# Windows 7



## Windy in Kansas (Jun 16, 2002)

So do all of you that despise Vista so badly have your $120 in hand awaiting the Windows 7 release on Thursday?

Maybe we should have a poll, 

Yes, I'll buy Thursday.
Yes, but I'll wait awhile.
Maybe later.
No I won't buy. 
No I won't buy unless the price is lowered.
Another Microsoft product---not in a million years.

Vista has always worked just fine for my uses. I expect I'll look it over more than just the reviews I've already seen, but not sure when I'll purchase.


----------



## Nevada (Sep 9, 2004)

Give it until after the first service pack.


----------



## Windy in Kansas (Jun 16, 2002)

pc world and others are saying not to wait since they now roll out updates as needed.


----------



## OntarioMan (Feb 11, 2007)

XP is working fine here, and its already paid for. 

FWIW, the best/cheapest method of getting a new Windows operating system is with a new computer.

Just out of curiosity, how many "versions" of Windows 7 are there?


----------



## arabian knight (Dec 19, 2005)

Apple is going to take this opportunity to maybe up there sales. 
I heard, don't know for sure, but if you have XP, then XP has to be completely uninstalled before updating to 7.
Here is more on that.


> Once you get a Windows 7 DVD, *you will need to do a fresh install on your machine if you are using Windows XP* (although you can upgrade to Vista and then to Windows 7). Microsoft recommends Windows Easy Transfer which can be used to preserve your files and settings from your XP machine, but please note that it will NOT back up and transfer program files and applications. You will need to reinstall all the applications again.


 http://www.nirmaltv.com/2009/08/06/how-to-upgrade-windows-xp-to-windows-7/
So Apple is going to take a look at that and say geesh why not just move up to a Mac instead.


----------



## HermitJohn (May 10, 2002)

I despise playing game with M$ that I went to linux long ago for $ZERO$. Download a free updated version every couple years. Just have cut down version of XP on separate partition to use offline for couple programs. I suppose if I ever need to run some newer software requiring 7, by then there will be el cheapo used computers with it on ebay or can get a bootleg version off web. I never would take windows of any kind online as my main operating system. Just too high maintenance. I will say I like that tinyXP cut down version I have now for use offline better than any official M$ release of windows ever, much smaller and faster and more stable than full XP.


----------



## arabian knight (Dec 19, 2005)

I got a Mac a few months ago and could not be happier.


----------



## mnn2501 (Apr 2, 2008)

Never - Ever buy a new OS until they release SP1

XP works just fine and they will be supporting it for at least 4 more years.

Task list:
1. Can you rewrite the saved entries from their first line to the line with "box: [425, 422, 734, 607]", swapping "positive clicks" for "foreground clicks" and leaving everything else unchanged?
2. Could you carry on the Windows 7 forum thread from its last post?
These entries have no connection to the Windows 7 forum thread.

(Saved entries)
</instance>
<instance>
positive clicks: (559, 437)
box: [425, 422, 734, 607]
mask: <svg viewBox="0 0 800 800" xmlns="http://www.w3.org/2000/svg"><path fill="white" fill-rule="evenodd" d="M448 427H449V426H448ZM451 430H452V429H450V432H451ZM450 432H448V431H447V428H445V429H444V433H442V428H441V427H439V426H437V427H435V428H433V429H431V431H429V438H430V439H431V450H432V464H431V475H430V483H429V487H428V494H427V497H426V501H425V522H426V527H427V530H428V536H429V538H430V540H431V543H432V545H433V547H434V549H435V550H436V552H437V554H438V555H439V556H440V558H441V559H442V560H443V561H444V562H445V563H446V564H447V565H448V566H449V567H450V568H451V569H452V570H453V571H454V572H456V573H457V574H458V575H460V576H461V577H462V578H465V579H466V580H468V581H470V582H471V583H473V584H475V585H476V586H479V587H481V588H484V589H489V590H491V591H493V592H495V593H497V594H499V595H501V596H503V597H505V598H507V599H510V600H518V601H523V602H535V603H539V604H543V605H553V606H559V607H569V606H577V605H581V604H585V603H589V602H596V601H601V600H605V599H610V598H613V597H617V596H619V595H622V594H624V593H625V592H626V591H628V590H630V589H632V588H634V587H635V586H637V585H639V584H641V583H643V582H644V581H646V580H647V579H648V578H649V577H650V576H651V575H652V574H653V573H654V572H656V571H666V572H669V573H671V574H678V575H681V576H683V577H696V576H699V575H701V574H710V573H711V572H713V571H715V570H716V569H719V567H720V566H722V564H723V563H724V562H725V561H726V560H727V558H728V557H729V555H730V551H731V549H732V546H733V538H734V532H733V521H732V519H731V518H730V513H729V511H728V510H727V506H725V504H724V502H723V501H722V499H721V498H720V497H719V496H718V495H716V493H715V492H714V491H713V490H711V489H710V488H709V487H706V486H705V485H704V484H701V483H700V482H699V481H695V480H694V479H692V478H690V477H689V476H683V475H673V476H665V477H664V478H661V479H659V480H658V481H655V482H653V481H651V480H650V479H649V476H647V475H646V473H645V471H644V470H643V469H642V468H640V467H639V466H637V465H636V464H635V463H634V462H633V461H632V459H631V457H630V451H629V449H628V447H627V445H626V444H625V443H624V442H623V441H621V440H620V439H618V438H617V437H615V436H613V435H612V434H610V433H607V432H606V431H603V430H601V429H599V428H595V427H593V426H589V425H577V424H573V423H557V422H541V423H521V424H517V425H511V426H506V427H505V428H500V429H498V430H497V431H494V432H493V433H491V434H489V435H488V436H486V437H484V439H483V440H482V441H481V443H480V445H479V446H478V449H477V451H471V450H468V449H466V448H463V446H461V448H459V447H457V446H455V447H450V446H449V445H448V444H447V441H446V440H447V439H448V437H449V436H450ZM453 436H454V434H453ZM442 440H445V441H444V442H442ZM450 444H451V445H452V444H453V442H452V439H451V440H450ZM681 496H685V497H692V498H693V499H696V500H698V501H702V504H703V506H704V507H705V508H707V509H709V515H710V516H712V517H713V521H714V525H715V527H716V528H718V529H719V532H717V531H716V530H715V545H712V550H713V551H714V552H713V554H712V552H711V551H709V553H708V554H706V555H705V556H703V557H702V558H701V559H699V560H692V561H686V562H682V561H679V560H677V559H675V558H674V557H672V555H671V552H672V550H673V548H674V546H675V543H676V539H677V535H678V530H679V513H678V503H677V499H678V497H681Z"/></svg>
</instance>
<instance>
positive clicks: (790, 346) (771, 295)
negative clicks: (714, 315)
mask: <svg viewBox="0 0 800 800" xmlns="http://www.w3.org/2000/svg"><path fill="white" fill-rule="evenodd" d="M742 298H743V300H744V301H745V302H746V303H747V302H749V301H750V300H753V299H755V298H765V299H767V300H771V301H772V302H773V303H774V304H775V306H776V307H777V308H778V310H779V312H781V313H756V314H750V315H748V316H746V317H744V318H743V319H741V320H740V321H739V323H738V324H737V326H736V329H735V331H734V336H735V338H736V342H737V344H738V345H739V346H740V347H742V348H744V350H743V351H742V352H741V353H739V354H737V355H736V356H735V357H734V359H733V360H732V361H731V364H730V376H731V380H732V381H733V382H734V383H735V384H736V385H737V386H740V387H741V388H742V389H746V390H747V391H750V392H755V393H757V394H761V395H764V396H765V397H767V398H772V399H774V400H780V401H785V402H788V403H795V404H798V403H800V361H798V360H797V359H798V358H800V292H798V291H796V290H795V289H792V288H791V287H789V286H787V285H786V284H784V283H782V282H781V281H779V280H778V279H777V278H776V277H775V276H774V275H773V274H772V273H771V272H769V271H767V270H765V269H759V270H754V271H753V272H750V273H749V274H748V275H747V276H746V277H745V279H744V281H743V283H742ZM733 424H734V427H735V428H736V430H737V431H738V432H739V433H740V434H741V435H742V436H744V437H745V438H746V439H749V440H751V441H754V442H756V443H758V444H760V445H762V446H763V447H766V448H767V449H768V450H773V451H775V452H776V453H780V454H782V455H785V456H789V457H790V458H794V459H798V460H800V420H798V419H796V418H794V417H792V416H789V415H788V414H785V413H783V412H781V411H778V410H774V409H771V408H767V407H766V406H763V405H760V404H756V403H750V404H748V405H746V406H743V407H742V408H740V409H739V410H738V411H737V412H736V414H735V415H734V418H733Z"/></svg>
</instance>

Responses:
1.
</instance>
<instance>
foreground clicks: (559, 437)
box: [425, 422, 734, 607]

2.
----------



## Nevada (Sep 9, 2004)

Windy in Kansas said:


> pc world and others are saying not to wait since they now roll out updates as needed.


They did the same thing with XP and Vista, but we all know where that got us.


----------



## Mr.Hogwallop (Oct 2, 2009)

I have a new laptop with vista home on it, I dont see it is so bad. It's kinda nice.
I have a free win7 upgrade with it, but I sure aint gonna use it for a few yrs till they work out the bugs. 

Why when they just get the bugs out of an OS, they make a new version?
XP was rocking along fine, along came vista. Vista was a real pain, until they did a year or 2's tweaking, then its ok NOW.
Oh noez, not good enough, lets do windows 7.

Call me when ya get the thing running smooth.


----------



## RVcook (Mar 29, 2008)

DH and I were just talking about this today as a friend of mine is planning on getting a new laptop in December. I really like my XP Pro, but other than for running some older existing Windoze programs, I don't use it for much of anything else. 

We just acquired my mom's used laptop running Windoze ME (ughh!!!!) and 2 desktop units. One, we cannibalized for some parts and the other we're going to use as a server. Since I do most of my surfing in Linux, I'll install XP Pro in the old laptop and just use my existing laptop for all my Linux apps.

If my current (2004) laptop dies running XP, I'll have to purchase a new one. In that instance, I'll most likely get Windoze 7. 

The short answer is ...maybe later...

RVcook


----------



## Kung (Jan 19, 2004)

I've purchased Windows 7, and will be installing it on my laptop for a few VERY good reasons:

1) Since I'm technically a college student I got it for $29.
2) If I'm a computer tech - how in the world am I gonna troubleshoot if I don't have experience with it?

If I had XP, I'd dual-boot; but I have Vista.


----------



## Graystone (May 1, 2008)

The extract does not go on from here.